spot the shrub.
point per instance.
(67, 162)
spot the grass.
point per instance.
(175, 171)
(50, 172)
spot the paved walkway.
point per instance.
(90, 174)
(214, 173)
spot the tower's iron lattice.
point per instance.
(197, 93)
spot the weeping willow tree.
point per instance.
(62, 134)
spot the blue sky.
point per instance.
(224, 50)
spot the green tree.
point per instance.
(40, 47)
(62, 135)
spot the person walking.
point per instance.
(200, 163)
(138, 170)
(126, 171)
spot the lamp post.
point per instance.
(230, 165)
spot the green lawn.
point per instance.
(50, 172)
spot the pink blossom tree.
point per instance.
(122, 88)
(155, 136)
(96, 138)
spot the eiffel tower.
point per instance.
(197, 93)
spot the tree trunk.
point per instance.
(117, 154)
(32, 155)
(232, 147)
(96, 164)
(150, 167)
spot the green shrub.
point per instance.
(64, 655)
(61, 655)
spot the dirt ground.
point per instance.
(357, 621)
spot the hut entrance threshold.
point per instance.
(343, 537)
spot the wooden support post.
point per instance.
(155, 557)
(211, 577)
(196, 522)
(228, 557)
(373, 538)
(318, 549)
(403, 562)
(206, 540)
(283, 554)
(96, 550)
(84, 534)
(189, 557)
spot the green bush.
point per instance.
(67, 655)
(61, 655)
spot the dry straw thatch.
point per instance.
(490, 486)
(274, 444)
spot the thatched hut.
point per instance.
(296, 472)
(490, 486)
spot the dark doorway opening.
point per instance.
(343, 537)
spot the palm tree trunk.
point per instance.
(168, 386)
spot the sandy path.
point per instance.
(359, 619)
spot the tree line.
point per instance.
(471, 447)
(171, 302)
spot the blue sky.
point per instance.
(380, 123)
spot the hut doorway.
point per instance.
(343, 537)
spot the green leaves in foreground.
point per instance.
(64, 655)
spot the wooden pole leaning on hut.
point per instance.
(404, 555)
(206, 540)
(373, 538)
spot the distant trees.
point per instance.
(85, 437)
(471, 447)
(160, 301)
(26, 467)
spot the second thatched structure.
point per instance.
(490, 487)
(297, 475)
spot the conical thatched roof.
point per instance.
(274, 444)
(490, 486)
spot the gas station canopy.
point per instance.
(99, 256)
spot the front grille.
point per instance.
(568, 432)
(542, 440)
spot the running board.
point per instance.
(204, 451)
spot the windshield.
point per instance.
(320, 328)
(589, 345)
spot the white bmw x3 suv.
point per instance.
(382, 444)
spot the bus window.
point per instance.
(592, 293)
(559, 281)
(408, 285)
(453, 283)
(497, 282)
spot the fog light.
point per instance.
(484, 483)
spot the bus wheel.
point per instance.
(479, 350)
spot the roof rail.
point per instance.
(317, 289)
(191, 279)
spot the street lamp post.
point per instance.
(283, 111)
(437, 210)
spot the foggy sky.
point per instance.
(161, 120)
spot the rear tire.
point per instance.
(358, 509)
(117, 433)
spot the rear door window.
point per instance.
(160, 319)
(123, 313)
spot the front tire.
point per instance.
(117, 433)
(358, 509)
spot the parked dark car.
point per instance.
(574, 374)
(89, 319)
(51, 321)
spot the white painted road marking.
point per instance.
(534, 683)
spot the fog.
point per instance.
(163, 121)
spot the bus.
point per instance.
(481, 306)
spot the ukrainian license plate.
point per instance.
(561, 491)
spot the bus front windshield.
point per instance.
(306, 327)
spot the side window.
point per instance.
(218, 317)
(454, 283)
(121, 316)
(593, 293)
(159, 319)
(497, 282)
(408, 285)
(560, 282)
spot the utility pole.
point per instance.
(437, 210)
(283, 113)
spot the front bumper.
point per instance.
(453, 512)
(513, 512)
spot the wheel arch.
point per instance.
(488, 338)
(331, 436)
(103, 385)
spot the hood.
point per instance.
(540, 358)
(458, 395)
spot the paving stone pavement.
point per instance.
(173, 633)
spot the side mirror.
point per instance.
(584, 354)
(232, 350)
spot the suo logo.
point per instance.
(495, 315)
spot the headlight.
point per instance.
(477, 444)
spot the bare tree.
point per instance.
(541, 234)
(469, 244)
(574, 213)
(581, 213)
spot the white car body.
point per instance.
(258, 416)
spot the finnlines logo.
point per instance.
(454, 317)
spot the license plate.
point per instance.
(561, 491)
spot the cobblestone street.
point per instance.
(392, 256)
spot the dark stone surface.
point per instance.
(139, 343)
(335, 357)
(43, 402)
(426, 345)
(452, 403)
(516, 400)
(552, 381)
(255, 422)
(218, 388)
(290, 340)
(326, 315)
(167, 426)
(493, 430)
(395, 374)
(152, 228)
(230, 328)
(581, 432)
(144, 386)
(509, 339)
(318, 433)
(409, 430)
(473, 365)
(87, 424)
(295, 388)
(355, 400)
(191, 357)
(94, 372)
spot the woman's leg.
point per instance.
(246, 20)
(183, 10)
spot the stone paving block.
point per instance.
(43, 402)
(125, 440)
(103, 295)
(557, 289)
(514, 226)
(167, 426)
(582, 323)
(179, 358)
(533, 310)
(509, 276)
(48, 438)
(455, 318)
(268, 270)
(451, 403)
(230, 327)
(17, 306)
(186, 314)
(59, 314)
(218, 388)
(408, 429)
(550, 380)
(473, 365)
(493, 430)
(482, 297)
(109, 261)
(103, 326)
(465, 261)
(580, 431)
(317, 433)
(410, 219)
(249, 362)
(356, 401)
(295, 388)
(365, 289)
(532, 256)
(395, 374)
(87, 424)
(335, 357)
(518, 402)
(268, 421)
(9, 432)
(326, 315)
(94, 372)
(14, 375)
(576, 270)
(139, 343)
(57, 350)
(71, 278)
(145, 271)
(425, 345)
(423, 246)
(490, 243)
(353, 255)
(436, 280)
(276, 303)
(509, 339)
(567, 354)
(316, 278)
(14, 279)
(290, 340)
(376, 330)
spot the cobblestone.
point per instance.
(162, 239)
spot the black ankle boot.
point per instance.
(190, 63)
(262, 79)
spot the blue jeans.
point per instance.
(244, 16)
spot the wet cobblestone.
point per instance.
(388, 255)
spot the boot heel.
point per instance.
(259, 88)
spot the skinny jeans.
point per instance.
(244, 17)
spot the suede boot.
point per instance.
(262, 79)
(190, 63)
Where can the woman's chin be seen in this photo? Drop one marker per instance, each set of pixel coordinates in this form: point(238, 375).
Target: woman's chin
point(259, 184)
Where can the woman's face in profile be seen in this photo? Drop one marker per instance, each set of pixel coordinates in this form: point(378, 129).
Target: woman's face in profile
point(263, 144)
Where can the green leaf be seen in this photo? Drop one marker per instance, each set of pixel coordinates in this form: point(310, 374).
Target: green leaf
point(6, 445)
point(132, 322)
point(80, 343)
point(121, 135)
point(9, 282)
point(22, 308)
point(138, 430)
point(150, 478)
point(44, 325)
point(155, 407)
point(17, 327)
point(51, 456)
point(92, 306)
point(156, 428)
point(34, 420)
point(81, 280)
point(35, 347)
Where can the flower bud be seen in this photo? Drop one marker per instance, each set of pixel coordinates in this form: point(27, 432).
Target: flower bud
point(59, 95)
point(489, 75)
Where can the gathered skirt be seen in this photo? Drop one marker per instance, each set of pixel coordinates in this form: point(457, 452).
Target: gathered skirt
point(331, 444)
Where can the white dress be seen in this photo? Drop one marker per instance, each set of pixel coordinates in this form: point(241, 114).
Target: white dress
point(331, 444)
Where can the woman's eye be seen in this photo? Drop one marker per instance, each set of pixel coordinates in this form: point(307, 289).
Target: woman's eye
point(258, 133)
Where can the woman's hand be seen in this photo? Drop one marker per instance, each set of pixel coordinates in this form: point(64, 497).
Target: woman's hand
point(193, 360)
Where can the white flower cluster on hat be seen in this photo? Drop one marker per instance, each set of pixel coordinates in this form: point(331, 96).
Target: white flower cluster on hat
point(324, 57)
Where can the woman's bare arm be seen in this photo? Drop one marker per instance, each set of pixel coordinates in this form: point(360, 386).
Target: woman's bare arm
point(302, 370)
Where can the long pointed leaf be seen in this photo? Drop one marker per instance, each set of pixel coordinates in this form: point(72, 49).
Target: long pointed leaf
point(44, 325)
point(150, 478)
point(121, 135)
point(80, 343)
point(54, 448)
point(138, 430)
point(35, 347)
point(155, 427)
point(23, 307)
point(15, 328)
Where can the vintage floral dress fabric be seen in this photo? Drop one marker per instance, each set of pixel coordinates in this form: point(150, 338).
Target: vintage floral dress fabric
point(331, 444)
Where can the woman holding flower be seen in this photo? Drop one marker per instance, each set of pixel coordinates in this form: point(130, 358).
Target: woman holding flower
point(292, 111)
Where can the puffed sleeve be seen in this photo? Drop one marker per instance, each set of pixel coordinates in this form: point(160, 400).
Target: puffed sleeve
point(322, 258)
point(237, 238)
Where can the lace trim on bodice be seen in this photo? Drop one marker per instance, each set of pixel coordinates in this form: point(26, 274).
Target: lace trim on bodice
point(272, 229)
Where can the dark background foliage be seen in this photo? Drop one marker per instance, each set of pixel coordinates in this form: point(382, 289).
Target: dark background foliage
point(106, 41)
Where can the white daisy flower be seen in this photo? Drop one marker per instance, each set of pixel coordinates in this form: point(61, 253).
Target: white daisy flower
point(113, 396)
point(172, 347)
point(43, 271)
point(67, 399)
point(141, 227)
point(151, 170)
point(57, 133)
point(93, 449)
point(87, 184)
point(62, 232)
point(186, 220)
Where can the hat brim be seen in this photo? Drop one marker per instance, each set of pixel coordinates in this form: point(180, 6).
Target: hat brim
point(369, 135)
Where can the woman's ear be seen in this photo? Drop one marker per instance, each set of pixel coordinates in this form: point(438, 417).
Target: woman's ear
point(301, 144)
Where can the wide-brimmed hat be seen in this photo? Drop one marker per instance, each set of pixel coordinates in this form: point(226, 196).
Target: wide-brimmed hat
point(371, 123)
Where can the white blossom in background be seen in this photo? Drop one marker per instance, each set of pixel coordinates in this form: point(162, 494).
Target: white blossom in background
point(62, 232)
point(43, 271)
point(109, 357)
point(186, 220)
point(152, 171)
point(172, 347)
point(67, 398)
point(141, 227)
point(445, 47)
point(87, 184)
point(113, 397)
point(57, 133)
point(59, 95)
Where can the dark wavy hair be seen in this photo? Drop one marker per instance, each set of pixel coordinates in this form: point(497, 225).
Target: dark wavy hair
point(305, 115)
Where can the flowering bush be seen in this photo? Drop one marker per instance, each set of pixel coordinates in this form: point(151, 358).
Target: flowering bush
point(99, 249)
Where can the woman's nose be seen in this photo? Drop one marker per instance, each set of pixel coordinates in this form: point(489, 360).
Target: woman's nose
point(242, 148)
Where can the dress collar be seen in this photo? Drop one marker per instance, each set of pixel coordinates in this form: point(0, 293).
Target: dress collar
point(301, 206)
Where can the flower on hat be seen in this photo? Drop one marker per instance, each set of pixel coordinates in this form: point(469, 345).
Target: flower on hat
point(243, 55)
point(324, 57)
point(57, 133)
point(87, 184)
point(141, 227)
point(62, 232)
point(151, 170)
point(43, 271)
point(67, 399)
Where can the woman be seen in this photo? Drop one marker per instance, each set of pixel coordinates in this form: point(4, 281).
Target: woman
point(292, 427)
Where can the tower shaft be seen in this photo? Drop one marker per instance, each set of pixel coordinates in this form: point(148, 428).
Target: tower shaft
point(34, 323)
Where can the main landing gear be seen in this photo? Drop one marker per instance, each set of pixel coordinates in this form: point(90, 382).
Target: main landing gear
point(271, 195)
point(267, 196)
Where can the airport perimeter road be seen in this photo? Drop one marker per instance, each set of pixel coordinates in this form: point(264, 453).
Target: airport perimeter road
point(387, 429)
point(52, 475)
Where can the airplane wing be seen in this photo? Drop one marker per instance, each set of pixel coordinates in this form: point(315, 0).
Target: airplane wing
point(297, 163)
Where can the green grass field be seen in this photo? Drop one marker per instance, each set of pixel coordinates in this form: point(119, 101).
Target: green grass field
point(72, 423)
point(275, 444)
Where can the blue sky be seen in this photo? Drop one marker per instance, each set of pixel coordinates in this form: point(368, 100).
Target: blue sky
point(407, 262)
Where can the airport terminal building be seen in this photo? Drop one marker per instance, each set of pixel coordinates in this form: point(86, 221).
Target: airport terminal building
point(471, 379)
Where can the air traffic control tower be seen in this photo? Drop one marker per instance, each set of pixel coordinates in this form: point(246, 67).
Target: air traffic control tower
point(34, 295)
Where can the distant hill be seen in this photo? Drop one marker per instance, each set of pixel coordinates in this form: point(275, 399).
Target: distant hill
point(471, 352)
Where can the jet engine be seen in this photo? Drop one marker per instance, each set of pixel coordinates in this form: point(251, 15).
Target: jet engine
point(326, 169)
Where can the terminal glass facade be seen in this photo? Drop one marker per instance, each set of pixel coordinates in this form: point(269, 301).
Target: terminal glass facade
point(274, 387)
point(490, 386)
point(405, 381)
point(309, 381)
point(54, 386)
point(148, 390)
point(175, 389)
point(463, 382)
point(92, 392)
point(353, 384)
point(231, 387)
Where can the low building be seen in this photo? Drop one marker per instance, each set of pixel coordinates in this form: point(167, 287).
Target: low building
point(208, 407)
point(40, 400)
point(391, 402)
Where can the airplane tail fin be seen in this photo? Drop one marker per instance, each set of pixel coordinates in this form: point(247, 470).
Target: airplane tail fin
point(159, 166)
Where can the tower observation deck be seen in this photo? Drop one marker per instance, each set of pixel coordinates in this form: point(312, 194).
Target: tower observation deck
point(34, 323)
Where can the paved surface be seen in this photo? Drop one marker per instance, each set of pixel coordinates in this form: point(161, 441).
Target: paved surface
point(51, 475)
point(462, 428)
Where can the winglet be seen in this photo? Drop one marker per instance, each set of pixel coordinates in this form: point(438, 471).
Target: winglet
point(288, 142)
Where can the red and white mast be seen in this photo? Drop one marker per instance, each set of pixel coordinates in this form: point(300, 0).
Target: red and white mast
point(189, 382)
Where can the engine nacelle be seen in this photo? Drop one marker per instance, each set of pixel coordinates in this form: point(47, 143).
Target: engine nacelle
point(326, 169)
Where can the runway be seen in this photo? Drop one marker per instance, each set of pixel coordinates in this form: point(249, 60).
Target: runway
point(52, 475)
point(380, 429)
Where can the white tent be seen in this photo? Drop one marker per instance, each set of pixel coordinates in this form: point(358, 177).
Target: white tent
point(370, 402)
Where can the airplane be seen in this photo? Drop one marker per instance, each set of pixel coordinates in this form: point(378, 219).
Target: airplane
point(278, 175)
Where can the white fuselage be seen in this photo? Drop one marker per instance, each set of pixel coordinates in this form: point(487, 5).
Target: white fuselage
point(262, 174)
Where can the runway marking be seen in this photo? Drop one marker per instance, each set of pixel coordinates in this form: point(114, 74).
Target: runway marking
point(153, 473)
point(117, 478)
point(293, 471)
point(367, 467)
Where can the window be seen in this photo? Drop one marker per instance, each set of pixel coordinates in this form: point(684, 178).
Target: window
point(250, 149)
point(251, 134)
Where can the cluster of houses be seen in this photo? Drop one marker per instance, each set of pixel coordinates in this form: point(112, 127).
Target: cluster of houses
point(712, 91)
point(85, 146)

**WORK REQUEST**: Copy out, from the material above, each line in which the string "jeans" is found.

**TASK ANSWER**:
spot the blue jeans.
spot the skinny jeans.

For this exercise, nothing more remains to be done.